## To do
Across the listing below, how many lines include the string "green"? Reply with the number alone.

## Data
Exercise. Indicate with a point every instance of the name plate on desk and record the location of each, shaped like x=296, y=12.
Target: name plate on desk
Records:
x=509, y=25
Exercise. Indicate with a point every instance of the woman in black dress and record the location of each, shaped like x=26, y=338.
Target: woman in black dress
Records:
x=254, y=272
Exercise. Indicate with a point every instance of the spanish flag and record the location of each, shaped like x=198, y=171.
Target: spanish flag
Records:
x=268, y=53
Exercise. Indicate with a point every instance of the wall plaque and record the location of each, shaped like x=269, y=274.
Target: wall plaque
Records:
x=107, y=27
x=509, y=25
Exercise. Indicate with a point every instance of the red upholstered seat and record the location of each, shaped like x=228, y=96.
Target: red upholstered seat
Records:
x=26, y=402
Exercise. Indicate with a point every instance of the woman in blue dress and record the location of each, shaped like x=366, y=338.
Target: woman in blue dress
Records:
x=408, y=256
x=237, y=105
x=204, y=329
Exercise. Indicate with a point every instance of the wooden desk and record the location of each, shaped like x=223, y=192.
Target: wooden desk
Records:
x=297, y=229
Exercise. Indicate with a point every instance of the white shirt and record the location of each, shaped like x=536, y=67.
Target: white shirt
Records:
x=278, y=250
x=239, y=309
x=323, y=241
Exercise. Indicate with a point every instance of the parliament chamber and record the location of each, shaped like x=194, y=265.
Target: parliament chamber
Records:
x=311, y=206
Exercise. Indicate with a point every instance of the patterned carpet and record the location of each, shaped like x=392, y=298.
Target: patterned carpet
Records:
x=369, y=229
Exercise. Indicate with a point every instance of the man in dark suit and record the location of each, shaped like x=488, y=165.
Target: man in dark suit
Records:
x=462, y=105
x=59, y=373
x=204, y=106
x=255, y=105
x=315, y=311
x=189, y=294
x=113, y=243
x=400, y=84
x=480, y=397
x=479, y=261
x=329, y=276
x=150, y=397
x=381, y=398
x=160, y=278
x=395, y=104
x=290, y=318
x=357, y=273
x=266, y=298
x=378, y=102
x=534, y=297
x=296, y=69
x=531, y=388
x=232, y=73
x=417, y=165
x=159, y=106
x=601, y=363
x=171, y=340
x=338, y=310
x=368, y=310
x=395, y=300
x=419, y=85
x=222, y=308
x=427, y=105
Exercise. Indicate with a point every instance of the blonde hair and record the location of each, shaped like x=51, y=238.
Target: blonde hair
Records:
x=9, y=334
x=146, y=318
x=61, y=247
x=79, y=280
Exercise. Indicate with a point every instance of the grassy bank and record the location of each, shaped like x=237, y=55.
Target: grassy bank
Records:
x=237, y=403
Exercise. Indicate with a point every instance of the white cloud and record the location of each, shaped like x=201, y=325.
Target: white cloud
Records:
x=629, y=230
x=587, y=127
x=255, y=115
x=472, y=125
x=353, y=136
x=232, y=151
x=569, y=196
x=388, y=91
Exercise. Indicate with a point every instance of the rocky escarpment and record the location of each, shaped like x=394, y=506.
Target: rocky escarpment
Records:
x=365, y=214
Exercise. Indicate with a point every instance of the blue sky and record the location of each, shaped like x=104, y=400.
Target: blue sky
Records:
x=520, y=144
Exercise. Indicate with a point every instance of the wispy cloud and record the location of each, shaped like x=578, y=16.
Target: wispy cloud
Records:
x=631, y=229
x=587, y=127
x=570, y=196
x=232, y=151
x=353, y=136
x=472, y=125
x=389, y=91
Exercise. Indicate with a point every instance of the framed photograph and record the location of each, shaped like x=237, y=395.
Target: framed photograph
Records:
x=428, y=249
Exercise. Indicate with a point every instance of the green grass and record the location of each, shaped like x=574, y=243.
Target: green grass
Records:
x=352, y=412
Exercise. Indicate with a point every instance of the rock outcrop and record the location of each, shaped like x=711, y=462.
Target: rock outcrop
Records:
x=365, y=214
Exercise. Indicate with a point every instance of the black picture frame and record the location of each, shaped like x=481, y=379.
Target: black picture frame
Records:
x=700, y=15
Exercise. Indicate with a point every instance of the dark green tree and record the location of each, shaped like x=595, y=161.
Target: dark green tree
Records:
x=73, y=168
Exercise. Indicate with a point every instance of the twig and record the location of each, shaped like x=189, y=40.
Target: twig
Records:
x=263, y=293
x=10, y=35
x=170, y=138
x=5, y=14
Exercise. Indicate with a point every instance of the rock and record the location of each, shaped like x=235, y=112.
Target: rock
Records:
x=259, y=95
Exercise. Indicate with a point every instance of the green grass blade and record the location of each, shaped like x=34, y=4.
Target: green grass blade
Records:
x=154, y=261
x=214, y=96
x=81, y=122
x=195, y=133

## Solved problem
6